= What is expected =
Pull every line that includes the word "below" from the data.

= Provided information =
[Start of section]
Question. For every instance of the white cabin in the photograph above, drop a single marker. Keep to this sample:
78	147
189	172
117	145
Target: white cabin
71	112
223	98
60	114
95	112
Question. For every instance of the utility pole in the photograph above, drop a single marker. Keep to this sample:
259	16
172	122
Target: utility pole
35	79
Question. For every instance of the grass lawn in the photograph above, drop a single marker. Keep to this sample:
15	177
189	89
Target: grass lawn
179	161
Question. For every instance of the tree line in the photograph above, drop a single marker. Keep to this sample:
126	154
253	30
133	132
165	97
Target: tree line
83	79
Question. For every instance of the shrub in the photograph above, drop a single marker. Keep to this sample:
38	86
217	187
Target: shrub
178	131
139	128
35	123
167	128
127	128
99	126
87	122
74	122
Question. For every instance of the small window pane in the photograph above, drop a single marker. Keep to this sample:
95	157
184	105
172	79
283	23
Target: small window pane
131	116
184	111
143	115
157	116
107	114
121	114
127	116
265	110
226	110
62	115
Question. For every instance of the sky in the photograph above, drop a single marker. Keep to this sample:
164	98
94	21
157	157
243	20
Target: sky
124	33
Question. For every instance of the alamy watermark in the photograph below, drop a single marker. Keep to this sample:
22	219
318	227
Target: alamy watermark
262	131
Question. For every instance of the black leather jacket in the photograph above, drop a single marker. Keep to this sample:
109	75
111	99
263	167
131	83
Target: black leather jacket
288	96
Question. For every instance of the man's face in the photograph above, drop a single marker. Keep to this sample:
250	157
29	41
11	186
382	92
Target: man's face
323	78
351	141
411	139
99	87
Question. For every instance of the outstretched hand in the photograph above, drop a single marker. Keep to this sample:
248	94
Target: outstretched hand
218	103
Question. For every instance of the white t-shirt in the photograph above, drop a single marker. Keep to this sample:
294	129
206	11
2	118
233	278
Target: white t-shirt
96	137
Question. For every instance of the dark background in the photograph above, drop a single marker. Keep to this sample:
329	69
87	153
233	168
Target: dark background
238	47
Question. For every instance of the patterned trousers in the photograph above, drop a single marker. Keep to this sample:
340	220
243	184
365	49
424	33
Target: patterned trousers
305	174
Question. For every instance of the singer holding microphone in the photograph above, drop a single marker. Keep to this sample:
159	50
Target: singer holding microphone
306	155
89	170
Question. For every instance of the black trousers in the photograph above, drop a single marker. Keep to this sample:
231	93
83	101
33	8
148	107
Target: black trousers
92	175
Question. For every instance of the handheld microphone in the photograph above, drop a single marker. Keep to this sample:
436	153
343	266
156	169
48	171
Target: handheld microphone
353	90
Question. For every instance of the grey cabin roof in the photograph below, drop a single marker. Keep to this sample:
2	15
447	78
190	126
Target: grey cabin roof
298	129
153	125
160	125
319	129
[End of section]
[Start of section]
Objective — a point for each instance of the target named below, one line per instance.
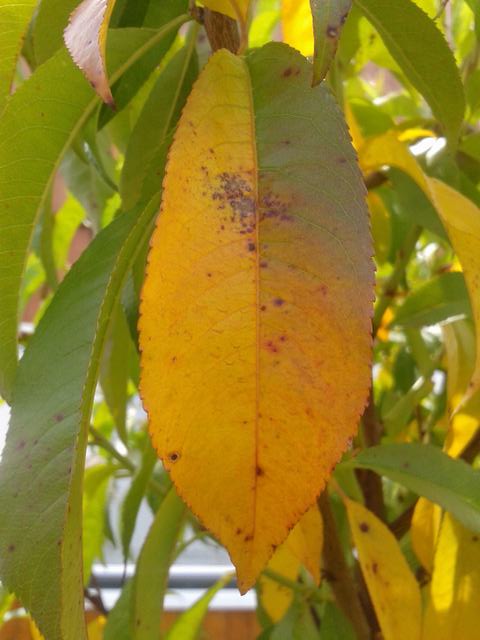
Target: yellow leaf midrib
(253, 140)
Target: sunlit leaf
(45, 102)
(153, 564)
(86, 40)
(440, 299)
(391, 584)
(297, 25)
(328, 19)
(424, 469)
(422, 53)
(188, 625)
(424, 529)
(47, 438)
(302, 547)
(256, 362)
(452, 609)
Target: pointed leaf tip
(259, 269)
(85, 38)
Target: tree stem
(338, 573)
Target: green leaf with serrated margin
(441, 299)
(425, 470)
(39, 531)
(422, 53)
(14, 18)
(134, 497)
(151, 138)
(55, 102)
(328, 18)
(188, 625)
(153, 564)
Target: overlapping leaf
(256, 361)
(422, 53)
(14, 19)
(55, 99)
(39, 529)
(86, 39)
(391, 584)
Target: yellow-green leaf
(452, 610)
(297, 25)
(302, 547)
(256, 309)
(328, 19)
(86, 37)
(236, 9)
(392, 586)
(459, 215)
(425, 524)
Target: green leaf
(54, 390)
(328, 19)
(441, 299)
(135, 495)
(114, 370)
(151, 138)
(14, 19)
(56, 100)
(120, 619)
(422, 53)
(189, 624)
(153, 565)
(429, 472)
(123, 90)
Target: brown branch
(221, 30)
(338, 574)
[End of section]
= Finished task =
Question. For every instance of the alamy watermark in the photograph below, drop a single marker. Keep to this sample:
Question. For every instance of the grey cabin roof in the photograph below, drop a single marker. Keep to this sample:
Objective — a point for each instance of the target named below, one line per instance.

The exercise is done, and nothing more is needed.